▸ Passage
-- -- --

In total we packed 64 perennials into this 600 sqft space, including evergreens, large flowering shrubs, berry-bearing shrubs, grasses, flowering perennials, ground covers, and irises.
Six evergreens (North Pole Arborvitae) functions as windbreakers along the north edge of the front yard. They should grow into a 10~15 feet tall privacy hedge between our yard and our neighbor’s driveway.
In addition to the arborvitaes, we planted a dwarf mugo pine in the middle of the landscaping. I love the color and the low mount growing habit of this pine. Colorado has long winters and most of the trees in our yard are deciduous. We could always use more evergreens for winter interest.
Speaking of winter interest, I want more color on top of evergreens. So we chose to plant 4 Berry Poppins (one being male). The three female shrubs should bear bright red berries next winter once they put on more growth, which not only look great against snow, but also provide food for hungry birds in winter.
Another fruit-bearing shrub we planted here is a western native Pawnee Buttes Sand Cherry. This shrub produces edible berries in summer which are delicious. It also has a mahogany-red foliage in the fall.
To create a mixed and soft-looking hedge, we planted a mock orange tree called “Snow White Sensation” at the northwest corner of our yard. It should grow to be 6’~8′ tall and mask the street light pole behind. It will carry some height to the corner, provide some shade and privacy, without being too tall while being right next the sidewalk. It also has a softer look compared to the arborvitaes – it has multi-stems that arch gracefully and will bloom white flowers in Spring and early summer.
Mock orange, at the lower left corner:
Little dog sign hopefully prohibits neighbor’s dogs to poop in our yard…
I used 14 irises (white and purple) to align the dry creek, and ground covers along the retaining wall.
On the slope, in between the house and the street, we planted xeriscape perennial grasses and flowers. These plants came from another garden-in-a-box kit called “Cool Connection” from Resource Central, which has a color palette of pink, white, purple, and burgundy which I adore. I am really happy with the quality of the plants from our last garden-in-a-box purchase, and I think the selection of native, drought-resistant plants really sets the garden for success. All the perennials included are either native to Colorado or have been shown to do well with little water in our weather.
This is how the garden-in-a-box plants supposed to look like on their third year – with our experience with the Spring garden, I expect most of the plants to reach their mature sizes in their second summer!
Before we put down mulch, Slav and I put in drip irrigation for the entire garden bed. We divided the whole planting bed into two zones according to the water need – one for the arborvitaes, and the other one for all the other perennials.
We then put down 4″ of wood chips to cover every inch of the bare soil. (We get our mulch for free from our city park service), then top dressed the planting bed with additional 1″ of black mulch. Slav and I both love the look of green plants again black mulch. However, we want to use as little dye as possible, even though it is advertised as a natural, non-toxic high quality dye . So top dressing is the best solution for us.
With >4″ of mulch, we only need to water once a week to keep the soil damp and cool. Mulch also allows everything in this flower bed to naturalize and spread. We only used landscape fabric under the arborvitaes and at the bottom of the dry creek, since we do not want anything (else) to grow there.
Here is our finished flower bed. 🙂
Cherry on top, I made a fall wreath for the front door and Slav replaced the rusty and old hose hanger with a brand new Eley hose reel.
Remember the sad before?
And this is the happy “after” after we replace the 600-sqft of tired grass and weeds…
We. Love. It! We will be keeping an close eye on all the tiny plants and baby them over their first winter. I think it might be time for another video walkthrough of the yard, don’t you think?

-- -- --

▸ Set of tasks
**1)** Translate this sentence from the garden passage into Spanish: "Colorado has long winters and most of the trees in our yard are deciduous."
**2)** Summarize the garden passage in two sentences.
The records have no connection to the garden passage.

-- -- --

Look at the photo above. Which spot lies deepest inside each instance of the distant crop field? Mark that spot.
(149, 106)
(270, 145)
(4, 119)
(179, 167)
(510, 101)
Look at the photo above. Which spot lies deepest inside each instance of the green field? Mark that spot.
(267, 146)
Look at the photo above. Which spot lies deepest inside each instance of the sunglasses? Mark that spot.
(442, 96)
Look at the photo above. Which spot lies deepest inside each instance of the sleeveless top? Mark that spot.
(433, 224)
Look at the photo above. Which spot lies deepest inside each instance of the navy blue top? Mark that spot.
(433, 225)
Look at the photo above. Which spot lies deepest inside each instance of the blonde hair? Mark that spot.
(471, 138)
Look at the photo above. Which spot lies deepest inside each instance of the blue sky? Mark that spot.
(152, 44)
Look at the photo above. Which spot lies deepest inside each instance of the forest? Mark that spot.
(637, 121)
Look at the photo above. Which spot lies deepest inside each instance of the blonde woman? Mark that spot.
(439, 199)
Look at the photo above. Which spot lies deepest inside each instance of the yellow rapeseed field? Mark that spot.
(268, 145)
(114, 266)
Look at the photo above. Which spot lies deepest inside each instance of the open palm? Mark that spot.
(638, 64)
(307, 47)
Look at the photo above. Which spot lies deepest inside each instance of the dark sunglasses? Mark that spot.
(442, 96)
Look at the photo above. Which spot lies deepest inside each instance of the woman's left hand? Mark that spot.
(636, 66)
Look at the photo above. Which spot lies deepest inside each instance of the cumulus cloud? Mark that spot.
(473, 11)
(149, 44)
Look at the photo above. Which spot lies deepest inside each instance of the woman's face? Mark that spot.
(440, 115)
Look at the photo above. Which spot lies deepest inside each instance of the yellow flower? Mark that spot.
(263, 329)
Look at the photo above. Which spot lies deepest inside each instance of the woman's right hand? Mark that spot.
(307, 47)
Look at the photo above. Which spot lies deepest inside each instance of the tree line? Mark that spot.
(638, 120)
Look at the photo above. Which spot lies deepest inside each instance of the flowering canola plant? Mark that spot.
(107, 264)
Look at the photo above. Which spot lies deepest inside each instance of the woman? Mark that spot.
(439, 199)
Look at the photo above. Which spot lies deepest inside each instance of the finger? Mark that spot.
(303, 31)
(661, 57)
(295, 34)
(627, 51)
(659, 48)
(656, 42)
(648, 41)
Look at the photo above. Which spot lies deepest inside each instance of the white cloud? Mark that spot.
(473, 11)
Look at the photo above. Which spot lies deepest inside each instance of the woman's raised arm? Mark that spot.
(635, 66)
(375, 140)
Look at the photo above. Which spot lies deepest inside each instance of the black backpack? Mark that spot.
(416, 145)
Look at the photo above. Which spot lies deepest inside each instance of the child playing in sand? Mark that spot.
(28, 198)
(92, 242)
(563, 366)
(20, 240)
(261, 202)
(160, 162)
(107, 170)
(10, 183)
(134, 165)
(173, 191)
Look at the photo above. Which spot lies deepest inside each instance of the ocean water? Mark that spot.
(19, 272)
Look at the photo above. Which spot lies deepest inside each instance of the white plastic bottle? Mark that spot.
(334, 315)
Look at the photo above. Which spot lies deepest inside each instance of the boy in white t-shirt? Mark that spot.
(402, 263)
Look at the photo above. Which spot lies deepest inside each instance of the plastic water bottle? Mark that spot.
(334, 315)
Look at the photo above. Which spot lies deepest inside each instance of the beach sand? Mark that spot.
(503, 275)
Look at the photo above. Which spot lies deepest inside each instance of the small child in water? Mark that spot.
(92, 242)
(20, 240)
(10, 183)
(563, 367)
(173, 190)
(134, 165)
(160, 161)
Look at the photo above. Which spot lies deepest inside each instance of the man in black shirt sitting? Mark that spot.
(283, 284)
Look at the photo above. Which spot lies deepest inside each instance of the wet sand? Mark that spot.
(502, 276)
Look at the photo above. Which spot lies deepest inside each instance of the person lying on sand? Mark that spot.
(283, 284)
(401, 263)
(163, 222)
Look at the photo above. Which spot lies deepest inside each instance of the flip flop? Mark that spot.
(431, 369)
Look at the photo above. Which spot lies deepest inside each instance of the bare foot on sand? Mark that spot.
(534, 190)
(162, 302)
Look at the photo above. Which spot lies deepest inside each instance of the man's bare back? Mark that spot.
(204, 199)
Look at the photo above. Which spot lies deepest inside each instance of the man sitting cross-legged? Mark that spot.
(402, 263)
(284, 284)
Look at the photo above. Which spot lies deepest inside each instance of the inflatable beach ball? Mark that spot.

-- -- --

▸ Responses to the tasks
**1)** Colorado tiene inviernos largos y la mayoría de los árboles de nuestro jardín son de hoja caduca.

**2)** The author and Slav packed 64 perennials into a 600-square-foot space, including arborvitaes as a windbreak, a dwarf mugo pine, berry-bearing shrubs, a mock orange, irises, and drought-resistant grasses and flowers from a garden-in-a-box kit. They put in drip irrigation in two zones and covered the soil with 4 inches of wood chips topped with 1 inch of black mulch, so the bed needs watering only once a week.